WORK TO DO:
A) In the article about a new sibling, in whom does it say new sibling jealousy can manifest itself?
B) Reproduce the article about a new sibling word for word, everything from "It’s perfectly natural" down to "case at all.".

EXTRACT TO READ:
↓

If you have a baby on the way, first of all, congratulations! It’s an exciting time, but if you already have a young child, you might be a little worried when it comes to your eldest. Will they be jealous and how will having a new sibling affect their development if parental focus is now shared between two of them?
It’s perfectly natural to feel some trepidation at the thought of introducing a new child into your established family unit. After all, new sibling jealousy can manifest itself in even the most placid of toddlers.
Here, we’ll look at how having a new sibling can affect a child’s development as well as cover how to introduce a new sibling so that any jealous instincts are kept to a minimum.
How Can Having a New Sibling Affect a Child’s Development?
It can be easy to slip into the mindset of thinking that the impact a new sibling will have on the development of their brothers or sisters will be a negative one. But this isn’t the case at all.
Yes, new sibling jealousy can be an issue but there are overwhelming positives to introducing a new child into the family. For example:
– Having a new sibling can play a crucial role in the way their sister and brothers understand the minds of others – their thoughts, emotions, and intentions.

↑

INFORMATION PROVIDED:
↓

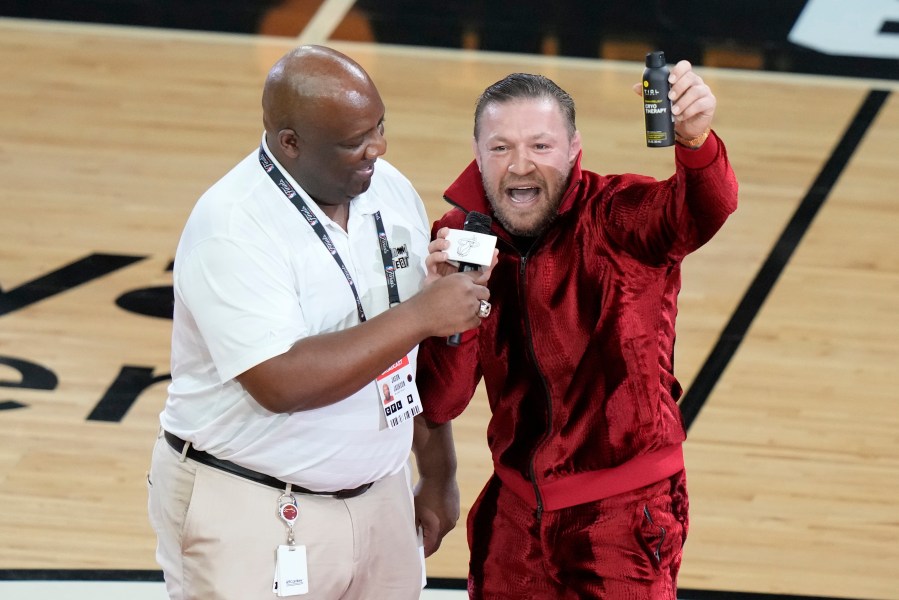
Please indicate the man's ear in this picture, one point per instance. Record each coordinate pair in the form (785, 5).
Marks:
(289, 142)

↑

ANSWER SET:
A) Even the most placid of toddlers.

B)
It’s perfectly natural to feel some trepidation at the thought of introducing a new child into your established family unit. After all, new sibling jealousy can manifest itself in even the most placid of toddlers.
Here, we’ll look at how having a new sibling can affect a child’s development as well as cover how to introduce a new sibling so that any jealous instincts are kept to a minimum.
How Can Having a New Sibling Affect a Child’s Development?
It can be easy to slip into the mindset of thinking that the impact a new sibling will have on the development of their brothers or sisters will be a negative one. But this isn’t the case at all.